PROMPT:
Every entry must be given again exactly. Include no pictures.

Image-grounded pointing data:

+ + + + +

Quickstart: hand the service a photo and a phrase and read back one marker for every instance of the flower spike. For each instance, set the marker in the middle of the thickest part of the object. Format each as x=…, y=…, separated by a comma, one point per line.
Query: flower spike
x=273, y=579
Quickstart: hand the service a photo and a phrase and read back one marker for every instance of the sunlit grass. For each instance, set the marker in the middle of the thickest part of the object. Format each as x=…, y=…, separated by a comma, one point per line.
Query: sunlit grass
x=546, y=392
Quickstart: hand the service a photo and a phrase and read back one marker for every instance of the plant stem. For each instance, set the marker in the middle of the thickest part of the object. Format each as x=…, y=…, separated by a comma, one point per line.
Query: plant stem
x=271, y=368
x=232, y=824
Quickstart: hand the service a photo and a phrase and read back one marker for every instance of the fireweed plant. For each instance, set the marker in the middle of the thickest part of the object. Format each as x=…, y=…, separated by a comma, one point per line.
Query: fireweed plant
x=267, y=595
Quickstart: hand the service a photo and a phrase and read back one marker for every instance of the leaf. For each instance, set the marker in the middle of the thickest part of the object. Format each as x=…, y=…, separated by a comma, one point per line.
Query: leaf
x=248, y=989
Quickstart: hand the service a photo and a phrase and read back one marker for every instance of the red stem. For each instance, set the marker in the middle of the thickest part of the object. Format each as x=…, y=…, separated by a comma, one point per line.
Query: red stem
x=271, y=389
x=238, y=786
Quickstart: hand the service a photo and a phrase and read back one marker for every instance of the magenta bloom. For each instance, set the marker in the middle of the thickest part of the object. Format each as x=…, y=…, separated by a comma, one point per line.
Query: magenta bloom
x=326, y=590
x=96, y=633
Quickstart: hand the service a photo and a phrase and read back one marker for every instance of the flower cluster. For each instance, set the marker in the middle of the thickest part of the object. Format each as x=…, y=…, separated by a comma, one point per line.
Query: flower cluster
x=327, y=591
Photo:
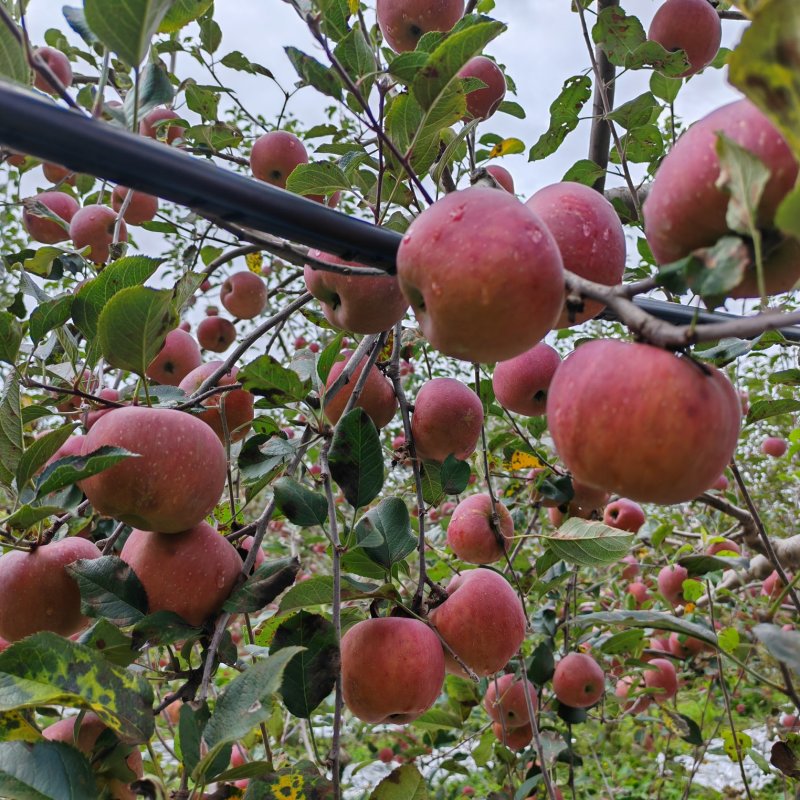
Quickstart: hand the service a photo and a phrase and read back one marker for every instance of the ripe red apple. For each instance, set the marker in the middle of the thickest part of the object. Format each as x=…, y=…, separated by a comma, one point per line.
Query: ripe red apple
x=483, y=102
x=678, y=222
x=59, y=65
x=216, y=334
x=589, y=235
x=613, y=431
x=355, y=302
x=141, y=208
x=44, y=230
x=447, y=420
x=93, y=226
x=520, y=384
x=377, y=397
x=176, y=359
x=190, y=573
x=449, y=265
x=624, y=514
x=402, y=22
x=690, y=25
x=243, y=294
x=238, y=403
x=470, y=533
x=482, y=620
x=506, y=702
x=275, y=155
x=37, y=594
x=578, y=681
x=175, y=482
x=392, y=669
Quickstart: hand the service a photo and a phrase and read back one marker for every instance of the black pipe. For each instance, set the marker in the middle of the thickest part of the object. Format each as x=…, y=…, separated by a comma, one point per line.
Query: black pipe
x=42, y=129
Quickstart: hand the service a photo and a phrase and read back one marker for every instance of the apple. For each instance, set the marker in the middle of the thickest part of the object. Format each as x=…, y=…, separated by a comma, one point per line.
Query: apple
x=506, y=702
x=624, y=514
x=658, y=447
x=482, y=620
x=520, y=384
x=37, y=594
x=93, y=226
x=45, y=230
x=275, y=155
x=141, y=208
x=59, y=66
x=216, y=334
x=175, y=482
x=678, y=222
x=483, y=102
x=403, y=22
x=482, y=274
x=377, y=397
x=190, y=573
x=355, y=303
x=447, y=420
x=392, y=669
x=243, y=294
x=578, y=681
x=238, y=403
x=470, y=533
x=179, y=355
x=689, y=25
x=589, y=236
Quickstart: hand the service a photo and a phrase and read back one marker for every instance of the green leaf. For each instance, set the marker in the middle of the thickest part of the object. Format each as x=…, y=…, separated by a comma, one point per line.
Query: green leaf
x=588, y=543
x=109, y=589
x=299, y=504
x=311, y=675
x=46, y=669
x=356, y=458
x=126, y=26
x=45, y=771
x=133, y=326
x=390, y=524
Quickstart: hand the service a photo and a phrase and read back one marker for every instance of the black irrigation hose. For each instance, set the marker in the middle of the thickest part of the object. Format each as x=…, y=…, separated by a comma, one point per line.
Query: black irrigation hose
x=52, y=133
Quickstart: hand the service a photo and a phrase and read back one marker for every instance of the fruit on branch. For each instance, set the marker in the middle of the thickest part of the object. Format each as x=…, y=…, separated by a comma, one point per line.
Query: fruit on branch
x=175, y=482
x=275, y=155
x=482, y=620
x=392, y=669
x=484, y=101
x=689, y=25
x=505, y=701
x=59, y=66
x=483, y=275
x=190, y=573
x=45, y=230
x=238, y=403
x=176, y=359
x=520, y=384
x=149, y=126
x=403, y=22
x=243, y=294
x=589, y=235
x=357, y=303
x=578, y=681
x=678, y=222
x=93, y=226
x=624, y=514
x=216, y=334
x=447, y=420
x=141, y=208
x=376, y=398
x=677, y=440
x=470, y=533
x=37, y=594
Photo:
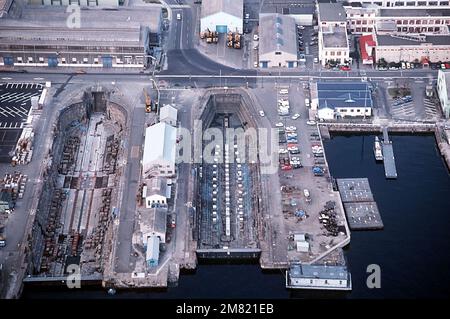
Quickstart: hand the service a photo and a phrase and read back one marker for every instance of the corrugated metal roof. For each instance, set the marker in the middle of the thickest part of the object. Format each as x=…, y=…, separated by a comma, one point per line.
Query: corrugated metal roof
x=277, y=33
x=232, y=7
x=160, y=143
x=348, y=94
x=319, y=271
x=168, y=112
x=152, y=252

+ + + + +

ANSWER SPACE:
Quickstart: hand the service a photo and a phrase and read back one marker for every instance of the flower spike. For each instance, set the marker in the middle of the thickest part of the object. Format each as x=…, y=…, separated by a comma, one point per line.
Query: flower spike
x=273, y=579
Quickstart: hand the service a photo and a phrase and read back one marker for every instance of the sunlit grass. For each instance, set the marker in the middle of the thickest part of the object. Format each as x=…, y=…, separated by a comma, one point per line.
Query: sunlit grass
x=546, y=392
Quickstart: hand the service a photo and a phrase and read back one marker for every instance of the plant stem. For each instance, set the marker in the middle of the thickest part of the object. Format each as x=…, y=…, separated by a comma, one point per line.
Query: plant stem
x=271, y=368
x=232, y=824
Quickstart: hand the service a photo and a phrase and read back one marker for every instance of the fireweed plant. For each instance, set the marker in the middle of the thickest part of the object. Format each as x=…, y=…, separated by a comma, one point per line.
Query: fireweed plant
x=267, y=595
Quickstart: hand the service a photo and a phrase and read back one marker for every instance of the leaf. For each instance, set the marker in the middle of the thickest part of the object. Format each as x=…, y=…, separated by a comma, one point per line.
Query: leaf
x=248, y=989
Quickstart: hand the service a photo and a phrase and read back one marker for every instance of the red stem. For each instance, set the marker in the middle of the thickest part of the object. Format each as x=…, y=…, separated by a comma, one point per line.
Query: red stem
x=271, y=389
x=238, y=786
Quickstart: hand the service a photo and a phrase and read back one marker for every instance of the magenta bloom. For each instance, set the marker in the middle of the thickest part of the object. Format each as x=…, y=…, separated by a comma, one point per line.
Query: magenta bloom
x=326, y=590
x=96, y=633
Quickstart: hand the service a photo and a phrase and read back one marker for every instance of the flower cluster. For each instance, set the marker in the middle of the thickest part of the object. Format each as x=…, y=…, separated by a comma, one point per line.
Query: flower cluster
x=327, y=591
Photo:
Quickstart: hand the service a photo and a phrase and read back one marker for every instance of the ripe red apple. For each instance, set the marker in the middle of the thickest part of the object. Format each as x=…, y=…, separated by a comma, one point per line.
Query: ripe red apple
x=483, y=102
x=678, y=222
x=59, y=65
x=216, y=334
x=589, y=235
x=613, y=431
x=355, y=302
x=141, y=208
x=44, y=230
x=447, y=420
x=93, y=226
x=520, y=384
x=377, y=397
x=176, y=359
x=190, y=573
x=449, y=265
x=624, y=514
x=402, y=22
x=690, y=25
x=243, y=294
x=238, y=403
x=470, y=533
x=482, y=620
x=506, y=702
x=275, y=155
x=37, y=594
x=578, y=681
x=175, y=482
x=392, y=669
Quickstart: hand the service a photo and a phrase and read back one marker for every instance of the black pipe. For each instance, set the marker in the middle of the thickest part of the object. Format each as x=…, y=…, separated by a comma, one point per line.
Query: black pipe
x=42, y=129
Quickstart: hand the service a photo and a phrase and read back one marker for every instance of the apple. For each instance, set the marker in the middle of the thickest part of the object. Format each as x=…, y=…, separated by a comma, one point per line.
Query: apple
x=506, y=702
x=624, y=514
x=658, y=447
x=482, y=620
x=520, y=384
x=37, y=594
x=93, y=226
x=45, y=230
x=275, y=155
x=141, y=208
x=59, y=66
x=216, y=334
x=175, y=482
x=678, y=222
x=483, y=102
x=403, y=22
x=482, y=274
x=377, y=397
x=190, y=573
x=355, y=303
x=447, y=420
x=392, y=669
x=243, y=294
x=578, y=681
x=238, y=403
x=470, y=533
x=179, y=355
x=689, y=25
x=589, y=236
Quickstart: hand the service a photo and a phrase and read back one marker for every instance of the green leaf. For each instance, set the marker in the middle of the thickest part of the object. Format each as x=…, y=…, separated by a comma, one point per line.
Query: green leaf
x=588, y=543
x=109, y=589
x=299, y=504
x=311, y=675
x=46, y=669
x=356, y=458
x=126, y=26
x=45, y=771
x=133, y=326
x=390, y=524
Quickstart: hand the service a photo and a phrase and read back one marker for every instance of the black irrigation hose. For each instance, set the marker in the middle of the thickest part of the object. Format each as x=…, y=…, separated by a comma, one point per line.
Query: black irrigation hose
x=52, y=133
Quickstart: hand the service a photo and a phrase and read back one marker for every instance of the fruit on branch. For each instance, set the marker in the middle of the thickest part of the object. Format each as x=…, y=…, separated by a comma, one point per line.
Query: fruit on branch
x=175, y=482
x=275, y=155
x=482, y=620
x=392, y=669
x=484, y=101
x=689, y=25
x=505, y=701
x=59, y=66
x=483, y=275
x=190, y=573
x=45, y=230
x=238, y=403
x=176, y=359
x=520, y=384
x=149, y=126
x=403, y=22
x=243, y=294
x=589, y=235
x=357, y=303
x=578, y=681
x=678, y=222
x=93, y=226
x=624, y=514
x=216, y=334
x=447, y=420
x=141, y=208
x=376, y=398
x=677, y=440
x=470, y=533
x=37, y=594
Photo:
Quickstart: hand the service a photo and a phrase and read back one marker for every instance of the corrugated metal roof. For each instance, set the marker in the middle of the thickest part of the object. Format each as x=…, y=…, separated by a comma, one point per line.
Query: corrugated metal roof
x=277, y=33
x=232, y=7
x=160, y=143
x=348, y=94
x=319, y=271
x=168, y=112
x=152, y=252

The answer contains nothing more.